>>>

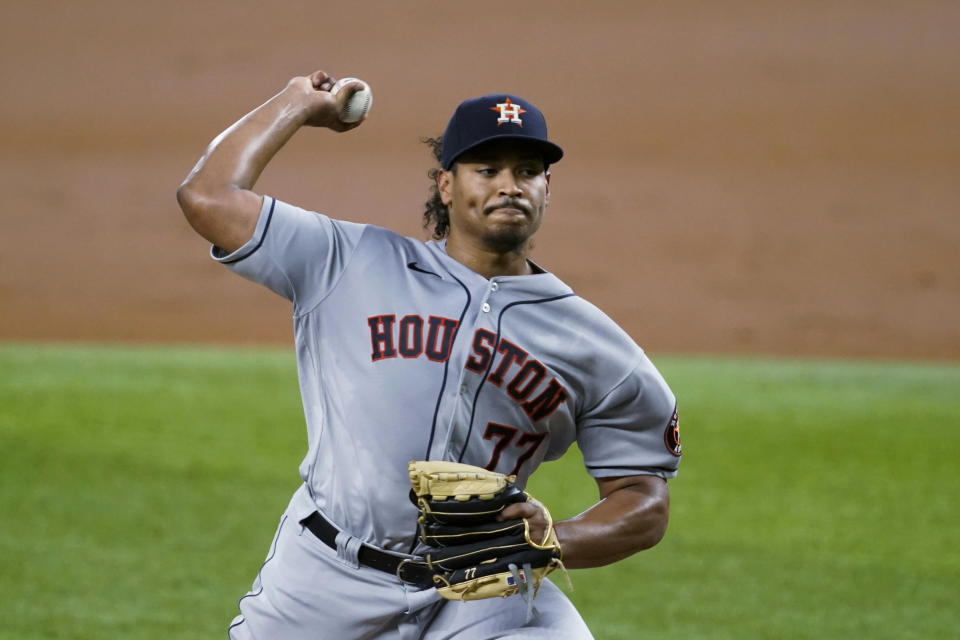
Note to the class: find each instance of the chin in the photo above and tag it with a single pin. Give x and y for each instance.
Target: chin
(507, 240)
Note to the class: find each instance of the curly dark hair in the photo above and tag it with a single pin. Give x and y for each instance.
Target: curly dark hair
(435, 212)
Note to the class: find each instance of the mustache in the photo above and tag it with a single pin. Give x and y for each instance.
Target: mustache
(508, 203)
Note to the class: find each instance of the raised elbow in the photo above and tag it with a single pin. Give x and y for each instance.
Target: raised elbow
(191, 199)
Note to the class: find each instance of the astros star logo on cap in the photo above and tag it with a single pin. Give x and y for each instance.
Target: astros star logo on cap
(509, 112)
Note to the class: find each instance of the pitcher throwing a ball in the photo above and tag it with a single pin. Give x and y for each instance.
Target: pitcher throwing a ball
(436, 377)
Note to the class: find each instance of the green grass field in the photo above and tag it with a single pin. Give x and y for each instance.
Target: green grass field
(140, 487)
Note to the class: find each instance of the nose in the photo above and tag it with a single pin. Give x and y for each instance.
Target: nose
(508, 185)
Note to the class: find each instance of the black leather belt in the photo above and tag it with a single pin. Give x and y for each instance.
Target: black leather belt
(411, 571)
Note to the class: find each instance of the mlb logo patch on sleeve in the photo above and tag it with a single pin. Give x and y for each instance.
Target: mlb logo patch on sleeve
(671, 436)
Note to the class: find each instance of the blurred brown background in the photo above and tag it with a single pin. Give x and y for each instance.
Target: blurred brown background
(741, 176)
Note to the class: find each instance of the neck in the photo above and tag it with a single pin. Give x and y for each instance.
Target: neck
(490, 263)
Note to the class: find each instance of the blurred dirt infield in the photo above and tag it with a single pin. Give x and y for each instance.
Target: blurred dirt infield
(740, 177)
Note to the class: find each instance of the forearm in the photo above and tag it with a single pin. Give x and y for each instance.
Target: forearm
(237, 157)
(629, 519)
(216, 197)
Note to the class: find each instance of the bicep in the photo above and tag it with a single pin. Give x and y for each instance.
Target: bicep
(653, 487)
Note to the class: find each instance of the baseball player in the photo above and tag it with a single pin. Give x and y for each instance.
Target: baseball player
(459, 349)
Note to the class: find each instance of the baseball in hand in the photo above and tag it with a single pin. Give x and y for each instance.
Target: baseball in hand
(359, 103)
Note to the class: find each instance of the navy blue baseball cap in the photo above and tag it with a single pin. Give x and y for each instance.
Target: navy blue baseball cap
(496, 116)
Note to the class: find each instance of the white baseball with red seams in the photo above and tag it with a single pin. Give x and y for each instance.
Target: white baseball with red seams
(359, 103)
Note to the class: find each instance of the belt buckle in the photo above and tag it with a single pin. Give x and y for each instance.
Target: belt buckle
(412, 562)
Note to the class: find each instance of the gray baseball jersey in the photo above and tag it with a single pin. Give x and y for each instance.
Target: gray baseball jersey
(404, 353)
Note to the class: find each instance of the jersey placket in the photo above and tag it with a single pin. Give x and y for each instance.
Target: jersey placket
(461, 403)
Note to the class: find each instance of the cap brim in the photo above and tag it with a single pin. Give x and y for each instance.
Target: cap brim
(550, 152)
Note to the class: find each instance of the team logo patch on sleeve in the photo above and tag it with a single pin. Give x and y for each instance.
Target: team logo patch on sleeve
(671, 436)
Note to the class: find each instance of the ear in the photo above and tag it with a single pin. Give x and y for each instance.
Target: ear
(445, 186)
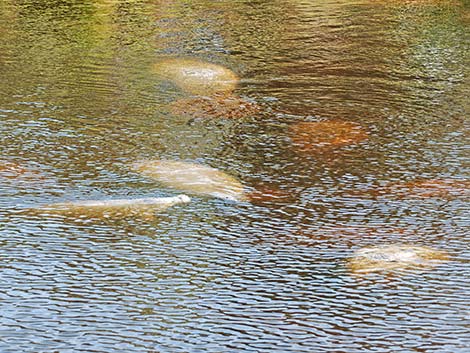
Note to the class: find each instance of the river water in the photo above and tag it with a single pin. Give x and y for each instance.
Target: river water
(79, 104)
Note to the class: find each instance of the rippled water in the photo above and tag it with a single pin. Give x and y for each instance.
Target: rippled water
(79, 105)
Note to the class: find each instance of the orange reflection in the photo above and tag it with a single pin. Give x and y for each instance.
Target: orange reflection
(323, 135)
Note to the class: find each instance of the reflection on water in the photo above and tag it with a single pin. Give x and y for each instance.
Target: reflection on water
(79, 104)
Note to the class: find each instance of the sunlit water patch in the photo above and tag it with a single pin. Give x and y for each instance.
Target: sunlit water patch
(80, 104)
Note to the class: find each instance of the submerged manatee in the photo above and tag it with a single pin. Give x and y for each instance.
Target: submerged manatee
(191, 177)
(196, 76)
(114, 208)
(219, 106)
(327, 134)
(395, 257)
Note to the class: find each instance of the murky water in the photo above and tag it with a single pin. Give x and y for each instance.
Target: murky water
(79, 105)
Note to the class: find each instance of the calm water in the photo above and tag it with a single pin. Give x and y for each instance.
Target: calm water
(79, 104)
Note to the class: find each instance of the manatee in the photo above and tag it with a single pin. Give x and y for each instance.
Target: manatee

<<<

Set task
Could you copy every line of the material from the one containing "Note to the class: find each instance of the murky" through the end, adding 27 to each coordinate in the answers?

Completed exercise
Note to the class: find each instance of the murky water in the photo above and tag it with a single pin. Give x and y for each instance.
Target: murky water
(106, 132)
Note to the class: find each instance of the calm water in the photo above and tag it with a single pin. Give x and y for each instance.
Target: calm water
(106, 131)
Note to the class: find each instance of the manatee in the photo above and tag it with a single pin. Give x and y for each instance.
Target: manatee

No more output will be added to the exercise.